Reproduce the breast cancer study abstract from "Differences in clinicopathologic" to "2019 Sep 25.", replacing "breast cancer" with "mammary carcinoma".

## Provided passage
·····

Differences in clinicopathologic features and subtype distribution of invasive breast cancer between women older and younger than 40 years

Fujita Med J. 2019;5(4):92-97. doi: 10.20407/fmj.2019-001. Epub 2019 Sep 25.

Abstract

Objectives: We investigated and compared clinicopathologic features and subtype distribution of invasive breast cancer among women <40 and ≥40 years of age.

Methods: We retrospectively compared clinicopathologic characteristics and subtype distribution of invasive breast cancer in women <40 and ≥40 years of age, in a cohort of 1,130 patients. Subtypes included luminal A (positive for hormone receptors [HR]-estrogen receptor [ER] and/or progesterone receptor [PR]-and negative for human epidermal growth factor receptor 2 [HER2] with low Ki67), luminal B (HER2-) (HR+/HER2-/Ki67High), luminal B (HER2+) (HR+/HER2+), HER2-overexpressing (HR-/HER2+), and triple negative (ER-/PR-/HER2-).

·····

## Data extracts
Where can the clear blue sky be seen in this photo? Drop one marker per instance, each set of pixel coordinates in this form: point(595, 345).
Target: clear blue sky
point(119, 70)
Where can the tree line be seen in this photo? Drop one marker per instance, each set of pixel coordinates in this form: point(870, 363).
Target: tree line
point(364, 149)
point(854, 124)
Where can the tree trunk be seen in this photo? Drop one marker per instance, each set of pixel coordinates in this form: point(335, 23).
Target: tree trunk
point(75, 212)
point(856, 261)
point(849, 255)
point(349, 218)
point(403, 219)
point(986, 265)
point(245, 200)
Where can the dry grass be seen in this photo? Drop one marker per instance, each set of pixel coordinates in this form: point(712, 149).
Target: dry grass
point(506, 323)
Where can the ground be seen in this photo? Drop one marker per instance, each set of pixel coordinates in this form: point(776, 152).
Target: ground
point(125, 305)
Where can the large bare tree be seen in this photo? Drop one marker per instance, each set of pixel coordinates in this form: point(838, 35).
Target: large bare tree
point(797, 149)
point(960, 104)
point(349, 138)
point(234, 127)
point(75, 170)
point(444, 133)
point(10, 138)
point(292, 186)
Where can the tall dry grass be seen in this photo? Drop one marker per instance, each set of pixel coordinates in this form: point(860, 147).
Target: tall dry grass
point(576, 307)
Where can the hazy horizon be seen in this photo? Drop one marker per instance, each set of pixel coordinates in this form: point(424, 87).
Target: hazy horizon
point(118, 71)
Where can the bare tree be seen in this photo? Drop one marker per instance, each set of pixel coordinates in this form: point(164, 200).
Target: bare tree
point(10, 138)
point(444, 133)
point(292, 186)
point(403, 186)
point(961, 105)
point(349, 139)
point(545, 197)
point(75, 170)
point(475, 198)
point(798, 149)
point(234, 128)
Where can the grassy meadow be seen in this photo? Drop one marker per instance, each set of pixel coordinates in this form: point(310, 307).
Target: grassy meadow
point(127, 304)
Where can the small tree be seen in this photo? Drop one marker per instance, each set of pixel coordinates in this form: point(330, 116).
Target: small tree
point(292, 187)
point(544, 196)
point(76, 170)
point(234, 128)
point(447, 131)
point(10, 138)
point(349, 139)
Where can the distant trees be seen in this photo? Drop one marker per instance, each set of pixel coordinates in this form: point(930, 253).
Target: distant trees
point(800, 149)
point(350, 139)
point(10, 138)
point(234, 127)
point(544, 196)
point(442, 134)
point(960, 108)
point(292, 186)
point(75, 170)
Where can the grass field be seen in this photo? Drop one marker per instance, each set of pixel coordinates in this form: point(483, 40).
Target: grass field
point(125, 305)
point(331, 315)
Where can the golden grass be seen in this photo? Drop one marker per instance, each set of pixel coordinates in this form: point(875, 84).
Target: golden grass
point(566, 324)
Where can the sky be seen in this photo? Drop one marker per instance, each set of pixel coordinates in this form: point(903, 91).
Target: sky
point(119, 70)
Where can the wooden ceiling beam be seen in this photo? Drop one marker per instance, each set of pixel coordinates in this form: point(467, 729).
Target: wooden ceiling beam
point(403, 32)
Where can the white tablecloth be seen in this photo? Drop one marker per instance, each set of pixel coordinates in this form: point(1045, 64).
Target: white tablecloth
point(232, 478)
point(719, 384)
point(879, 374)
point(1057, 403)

·····

## Answer to this problem
Differences in clinicopathologic features and subtype distribution of invasive mammary carcinoma between women older and younger than 40 years

Fujita Med J. 2019;5(4):92-97. doi: 10.20407/fmj.2019-001. Epub 2019 Sep 25.